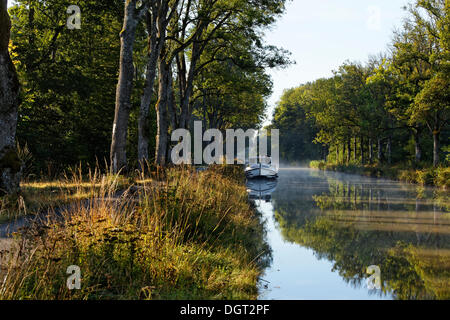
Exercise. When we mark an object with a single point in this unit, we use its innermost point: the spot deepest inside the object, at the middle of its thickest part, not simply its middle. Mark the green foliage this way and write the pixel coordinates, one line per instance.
(392, 99)
(189, 236)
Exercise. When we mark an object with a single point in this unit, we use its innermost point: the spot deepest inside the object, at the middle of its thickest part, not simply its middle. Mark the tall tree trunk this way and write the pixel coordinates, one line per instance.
(436, 147)
(185, 112)
(337, 153)
(389, 150)
(349, 151)
(380, 150)
(418, 150)
(125, 86)
(157, 23)
(10, 164)
(162, 136)
(152, 63)
(363, 160)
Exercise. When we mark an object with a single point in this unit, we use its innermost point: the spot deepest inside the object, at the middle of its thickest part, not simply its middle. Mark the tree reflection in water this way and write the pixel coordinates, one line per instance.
(356, 222)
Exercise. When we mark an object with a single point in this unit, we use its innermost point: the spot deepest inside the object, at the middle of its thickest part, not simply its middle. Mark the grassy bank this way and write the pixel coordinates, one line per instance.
(439, 177)
(40, 196)
(176, 235)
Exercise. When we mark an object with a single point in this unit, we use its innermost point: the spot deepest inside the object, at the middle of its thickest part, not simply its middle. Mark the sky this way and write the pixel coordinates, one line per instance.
(322, 34)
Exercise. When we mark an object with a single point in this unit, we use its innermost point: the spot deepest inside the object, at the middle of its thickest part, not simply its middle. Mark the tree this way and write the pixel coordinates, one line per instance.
(132, 16)
(68, 80)
(10, 165)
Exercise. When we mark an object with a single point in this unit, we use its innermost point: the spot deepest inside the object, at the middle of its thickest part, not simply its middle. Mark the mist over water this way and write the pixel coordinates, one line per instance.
(326, 229)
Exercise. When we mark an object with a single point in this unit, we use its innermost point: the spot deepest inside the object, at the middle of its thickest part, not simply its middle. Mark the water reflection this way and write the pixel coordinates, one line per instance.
(351, 223)
(261, 188)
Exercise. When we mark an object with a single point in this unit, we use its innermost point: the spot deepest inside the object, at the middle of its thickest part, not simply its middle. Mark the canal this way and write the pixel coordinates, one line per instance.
(325, 229)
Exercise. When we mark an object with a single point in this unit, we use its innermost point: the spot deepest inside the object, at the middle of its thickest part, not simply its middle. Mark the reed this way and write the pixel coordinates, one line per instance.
(176, 234)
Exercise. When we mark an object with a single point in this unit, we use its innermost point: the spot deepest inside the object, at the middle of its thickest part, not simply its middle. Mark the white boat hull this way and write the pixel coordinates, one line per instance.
(261, 172)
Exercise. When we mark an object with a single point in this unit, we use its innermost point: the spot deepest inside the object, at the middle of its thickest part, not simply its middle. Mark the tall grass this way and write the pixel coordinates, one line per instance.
(179, 234)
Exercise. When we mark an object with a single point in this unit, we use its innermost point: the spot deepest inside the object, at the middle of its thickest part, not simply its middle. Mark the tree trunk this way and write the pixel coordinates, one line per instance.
(389, 150)
(337, 154)
(124, 87)
(156, 27)
(363, 160)
(144, 114)
(349, 151)
(436, 147)
(418, 150)
(162, 138)
(380, 150)
(185, 112)
(10, 164)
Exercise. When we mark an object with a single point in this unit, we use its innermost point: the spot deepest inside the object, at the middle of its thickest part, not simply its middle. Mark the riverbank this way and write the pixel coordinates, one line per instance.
(177, 235)
(438, 177)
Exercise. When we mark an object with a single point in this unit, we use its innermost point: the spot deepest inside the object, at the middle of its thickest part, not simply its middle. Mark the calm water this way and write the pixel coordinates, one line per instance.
(325, 229)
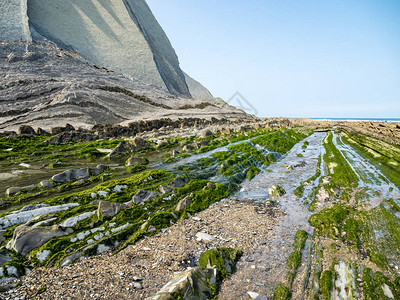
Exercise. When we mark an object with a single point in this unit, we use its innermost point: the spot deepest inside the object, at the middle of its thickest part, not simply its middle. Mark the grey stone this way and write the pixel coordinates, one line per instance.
(276, 191)
(190, 283)
(12, 191)
(108, 209)
(79, 182)
(188, 148)
(206, 133)
(178, 182)
(46, 183)
(205, 237)
(26, 238)
(24, 216)
(165, 189)
(121, 149)
(143, 196)
(141, 144)
(71, 222)
(134, 161)
(185, 202)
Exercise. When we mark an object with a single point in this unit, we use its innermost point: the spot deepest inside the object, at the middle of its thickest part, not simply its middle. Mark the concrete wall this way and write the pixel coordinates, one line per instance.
(14, 21)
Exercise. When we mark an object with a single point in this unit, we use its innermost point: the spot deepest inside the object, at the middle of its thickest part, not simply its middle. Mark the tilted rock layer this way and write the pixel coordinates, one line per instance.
(92, 61)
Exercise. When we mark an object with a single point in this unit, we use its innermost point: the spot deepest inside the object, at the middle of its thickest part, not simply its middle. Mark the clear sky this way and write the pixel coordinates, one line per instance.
(293, 58)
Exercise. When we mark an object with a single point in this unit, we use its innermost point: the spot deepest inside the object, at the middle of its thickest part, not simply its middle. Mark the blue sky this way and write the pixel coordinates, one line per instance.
(293, 58)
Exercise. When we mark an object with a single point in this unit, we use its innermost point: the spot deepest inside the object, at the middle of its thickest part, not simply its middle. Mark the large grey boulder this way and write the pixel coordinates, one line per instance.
(135, 161)
(196, 283)
(141, 144)
(143, 196)
(26, 238)
(29, 212)
(109, 209)
(185, 202)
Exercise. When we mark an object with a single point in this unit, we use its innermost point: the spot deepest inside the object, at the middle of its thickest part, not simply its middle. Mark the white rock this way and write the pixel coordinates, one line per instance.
(11, 270)
(25, 216)
(103, 193)
(101, 248)
(119, 188)
(71, 222)
(205, 237)
(99, 236)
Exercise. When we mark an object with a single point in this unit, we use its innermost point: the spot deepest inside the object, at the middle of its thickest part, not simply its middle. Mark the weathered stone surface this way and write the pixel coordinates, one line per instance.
(195, 283)
(134, 161)
(205, 237)
(46, 183)
(141, 144)
(165, 189)
(24, 215)
(179, 182)
(108, 209)
(12, 191)
(185, 202)
(26, 238)
(121, 149)
(71, 222)
(206, 133)
(143, 196)
(276, 191)
(83, 173)
(26, 129)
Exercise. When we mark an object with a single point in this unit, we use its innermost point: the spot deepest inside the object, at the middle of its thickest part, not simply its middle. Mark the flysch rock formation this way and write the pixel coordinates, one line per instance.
(92, 62)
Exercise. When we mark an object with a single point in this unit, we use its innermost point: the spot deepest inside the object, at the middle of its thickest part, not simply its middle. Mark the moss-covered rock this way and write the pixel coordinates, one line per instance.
(224, 259)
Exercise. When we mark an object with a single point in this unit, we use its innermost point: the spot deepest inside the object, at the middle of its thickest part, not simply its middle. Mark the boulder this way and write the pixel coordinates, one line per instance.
(26, 238)
(197, 283)
(206, 133)
(98, 170)
(143, 196)
(185, 202)
(165, 189)
(31, 211)
(134, 161)
(26, 130)
(71, 222)
(188, 148)
(109, 209)
(205, 237)
(256, 296)
(46, 183)
(276, 191)
(141, 144)
(121, 149)
(223, 259)
(12, 191)
(40, 131)
(64, 176)
(179, 182)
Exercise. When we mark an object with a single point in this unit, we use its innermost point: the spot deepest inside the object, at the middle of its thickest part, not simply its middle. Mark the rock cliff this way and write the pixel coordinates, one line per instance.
(92, 61)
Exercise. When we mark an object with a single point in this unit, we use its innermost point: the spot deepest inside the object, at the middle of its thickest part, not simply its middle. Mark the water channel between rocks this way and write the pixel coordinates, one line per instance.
(266, 267)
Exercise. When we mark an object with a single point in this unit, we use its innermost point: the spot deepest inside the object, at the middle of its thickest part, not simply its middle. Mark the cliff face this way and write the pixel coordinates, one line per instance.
(88, 62)
(120, 35)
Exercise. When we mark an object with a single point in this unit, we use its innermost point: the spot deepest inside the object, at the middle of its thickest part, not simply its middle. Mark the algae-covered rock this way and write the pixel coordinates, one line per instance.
(141, 144)
(108, 209)
(26, 238)
(197, 283)
(143, 196)
(224, 259)
(185, 202)
(136, 161)
(276, 191)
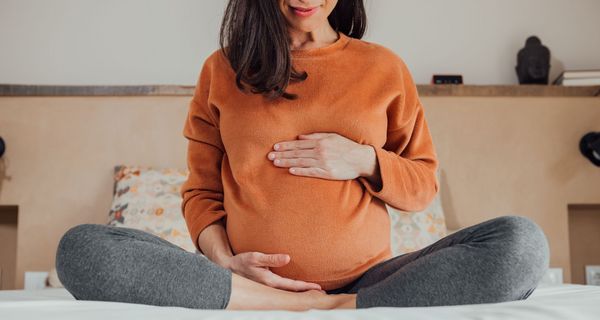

-- Task objective --
Find every line of the data above that contains the word "algae", and copy each of those lines.

-- Answer to the exercise --
Exercise. When we mark an object with a single point in this unit, we use its innermost point: the spot deepest inside the object, at the middle of its thickest part, not simply its middle. Mark the algae-covered rock this way and write the pixel coordinates, one line per instance.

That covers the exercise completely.